Stored data
>>>>>
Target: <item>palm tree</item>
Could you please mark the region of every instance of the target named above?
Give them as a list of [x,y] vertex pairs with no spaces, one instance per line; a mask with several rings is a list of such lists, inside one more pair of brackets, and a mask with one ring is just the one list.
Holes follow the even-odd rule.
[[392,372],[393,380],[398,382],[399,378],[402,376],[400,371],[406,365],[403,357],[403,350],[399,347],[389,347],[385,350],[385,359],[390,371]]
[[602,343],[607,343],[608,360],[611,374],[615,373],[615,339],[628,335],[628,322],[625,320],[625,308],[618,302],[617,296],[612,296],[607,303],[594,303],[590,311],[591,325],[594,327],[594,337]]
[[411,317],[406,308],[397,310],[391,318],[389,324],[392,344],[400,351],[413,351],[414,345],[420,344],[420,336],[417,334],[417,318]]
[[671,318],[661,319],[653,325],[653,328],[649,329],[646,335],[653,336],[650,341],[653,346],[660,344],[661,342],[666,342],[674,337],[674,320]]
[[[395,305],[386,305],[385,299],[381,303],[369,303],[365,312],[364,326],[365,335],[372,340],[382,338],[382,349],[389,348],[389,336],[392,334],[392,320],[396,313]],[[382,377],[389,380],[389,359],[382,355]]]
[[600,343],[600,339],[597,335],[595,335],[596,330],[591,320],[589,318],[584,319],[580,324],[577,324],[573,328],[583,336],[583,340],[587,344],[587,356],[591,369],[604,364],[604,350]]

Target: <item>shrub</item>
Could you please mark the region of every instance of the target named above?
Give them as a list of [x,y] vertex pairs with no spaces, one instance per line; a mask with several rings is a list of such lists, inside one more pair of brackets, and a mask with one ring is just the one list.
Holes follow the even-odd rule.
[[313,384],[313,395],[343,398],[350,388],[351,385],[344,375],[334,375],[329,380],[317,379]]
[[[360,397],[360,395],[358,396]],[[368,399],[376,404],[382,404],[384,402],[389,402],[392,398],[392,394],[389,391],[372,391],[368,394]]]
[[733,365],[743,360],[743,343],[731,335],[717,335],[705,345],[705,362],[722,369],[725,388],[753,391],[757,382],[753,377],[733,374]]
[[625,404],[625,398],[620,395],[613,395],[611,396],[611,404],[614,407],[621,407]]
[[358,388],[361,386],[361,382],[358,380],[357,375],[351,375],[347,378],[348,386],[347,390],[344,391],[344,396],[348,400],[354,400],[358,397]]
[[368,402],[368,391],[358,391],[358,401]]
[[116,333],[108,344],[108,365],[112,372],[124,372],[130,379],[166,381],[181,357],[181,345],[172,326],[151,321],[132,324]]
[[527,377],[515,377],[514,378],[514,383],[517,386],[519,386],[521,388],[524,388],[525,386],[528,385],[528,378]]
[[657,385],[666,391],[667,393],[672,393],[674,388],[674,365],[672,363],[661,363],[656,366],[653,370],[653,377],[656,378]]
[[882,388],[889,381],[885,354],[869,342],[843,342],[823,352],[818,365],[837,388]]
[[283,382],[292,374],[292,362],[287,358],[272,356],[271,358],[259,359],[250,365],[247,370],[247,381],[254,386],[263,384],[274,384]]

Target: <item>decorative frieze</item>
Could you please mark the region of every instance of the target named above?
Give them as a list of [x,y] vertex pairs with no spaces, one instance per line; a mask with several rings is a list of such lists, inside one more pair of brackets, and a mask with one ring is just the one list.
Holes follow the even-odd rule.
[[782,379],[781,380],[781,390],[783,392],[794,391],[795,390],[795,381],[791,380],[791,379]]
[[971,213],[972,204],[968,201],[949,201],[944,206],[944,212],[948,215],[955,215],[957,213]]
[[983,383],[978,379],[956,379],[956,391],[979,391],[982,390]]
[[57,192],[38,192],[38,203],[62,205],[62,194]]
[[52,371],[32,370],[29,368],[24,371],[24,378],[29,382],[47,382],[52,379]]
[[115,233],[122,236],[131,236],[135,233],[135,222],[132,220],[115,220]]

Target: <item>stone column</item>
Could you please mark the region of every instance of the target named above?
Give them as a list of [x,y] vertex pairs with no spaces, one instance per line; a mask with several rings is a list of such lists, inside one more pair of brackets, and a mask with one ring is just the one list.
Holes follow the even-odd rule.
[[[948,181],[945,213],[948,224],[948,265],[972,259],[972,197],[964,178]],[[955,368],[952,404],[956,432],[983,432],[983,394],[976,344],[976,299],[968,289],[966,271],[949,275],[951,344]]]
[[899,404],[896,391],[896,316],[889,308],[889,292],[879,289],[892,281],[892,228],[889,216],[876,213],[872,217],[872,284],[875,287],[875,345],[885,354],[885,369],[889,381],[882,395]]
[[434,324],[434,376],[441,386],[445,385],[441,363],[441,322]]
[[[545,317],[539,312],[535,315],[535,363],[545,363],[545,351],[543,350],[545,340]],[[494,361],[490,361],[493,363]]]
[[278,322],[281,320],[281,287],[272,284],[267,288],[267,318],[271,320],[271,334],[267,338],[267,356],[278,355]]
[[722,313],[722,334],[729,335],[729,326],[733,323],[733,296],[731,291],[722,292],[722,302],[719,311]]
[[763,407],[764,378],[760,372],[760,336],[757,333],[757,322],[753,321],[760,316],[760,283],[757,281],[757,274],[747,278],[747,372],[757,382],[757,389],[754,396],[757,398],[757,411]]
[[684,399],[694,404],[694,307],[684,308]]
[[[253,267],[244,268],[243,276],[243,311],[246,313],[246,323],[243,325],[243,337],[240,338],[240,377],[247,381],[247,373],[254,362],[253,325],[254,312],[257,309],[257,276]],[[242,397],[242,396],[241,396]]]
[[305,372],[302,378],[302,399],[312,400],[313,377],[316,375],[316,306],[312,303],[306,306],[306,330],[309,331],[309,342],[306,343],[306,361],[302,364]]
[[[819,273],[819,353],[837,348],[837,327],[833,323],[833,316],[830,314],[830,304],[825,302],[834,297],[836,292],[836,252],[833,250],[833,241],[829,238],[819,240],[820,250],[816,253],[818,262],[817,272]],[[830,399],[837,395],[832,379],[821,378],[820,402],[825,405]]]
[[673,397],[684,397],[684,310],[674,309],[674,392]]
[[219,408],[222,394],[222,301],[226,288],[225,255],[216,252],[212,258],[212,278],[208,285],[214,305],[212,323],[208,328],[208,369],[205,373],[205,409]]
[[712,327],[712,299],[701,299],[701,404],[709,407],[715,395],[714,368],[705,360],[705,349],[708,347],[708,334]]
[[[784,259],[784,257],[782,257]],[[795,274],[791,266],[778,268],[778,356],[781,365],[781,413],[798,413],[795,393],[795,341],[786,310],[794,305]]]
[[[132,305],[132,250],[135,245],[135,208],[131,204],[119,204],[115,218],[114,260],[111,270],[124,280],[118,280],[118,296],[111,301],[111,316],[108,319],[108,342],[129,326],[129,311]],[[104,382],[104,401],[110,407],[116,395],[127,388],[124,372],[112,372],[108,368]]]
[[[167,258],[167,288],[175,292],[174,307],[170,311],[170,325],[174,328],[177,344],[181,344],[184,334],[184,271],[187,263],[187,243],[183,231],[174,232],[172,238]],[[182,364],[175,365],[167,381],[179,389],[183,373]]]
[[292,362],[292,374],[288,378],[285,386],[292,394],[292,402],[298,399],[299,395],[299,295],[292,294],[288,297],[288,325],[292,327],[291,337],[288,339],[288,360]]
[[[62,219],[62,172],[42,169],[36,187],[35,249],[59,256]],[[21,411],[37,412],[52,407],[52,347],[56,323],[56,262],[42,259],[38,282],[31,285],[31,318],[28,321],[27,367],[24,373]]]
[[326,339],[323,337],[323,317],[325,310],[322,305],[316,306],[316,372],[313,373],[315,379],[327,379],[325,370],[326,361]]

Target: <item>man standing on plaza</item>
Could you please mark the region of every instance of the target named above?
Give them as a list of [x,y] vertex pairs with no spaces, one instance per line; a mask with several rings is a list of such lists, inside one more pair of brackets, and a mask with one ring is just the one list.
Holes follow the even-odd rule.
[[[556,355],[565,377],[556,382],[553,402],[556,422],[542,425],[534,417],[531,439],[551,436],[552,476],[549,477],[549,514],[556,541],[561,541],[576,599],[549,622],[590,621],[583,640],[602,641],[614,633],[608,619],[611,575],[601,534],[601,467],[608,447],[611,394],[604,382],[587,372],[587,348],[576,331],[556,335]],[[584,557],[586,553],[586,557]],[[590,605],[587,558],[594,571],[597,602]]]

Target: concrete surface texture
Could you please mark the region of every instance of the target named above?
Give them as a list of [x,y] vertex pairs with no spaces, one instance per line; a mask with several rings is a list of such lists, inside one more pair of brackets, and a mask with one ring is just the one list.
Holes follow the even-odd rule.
<<<<<
▶ [PROMPT] Copy from the entries only those lines that hold the word "item".

▶ [ANSWER FOR THIS EXERCISE]
Target: <item>palm tree</item>
Target: <item>shrub</item>
Target: <item>decorative frieze</item>
Target: <item>stone column</item>
Target: <item>man standing on plaza</item>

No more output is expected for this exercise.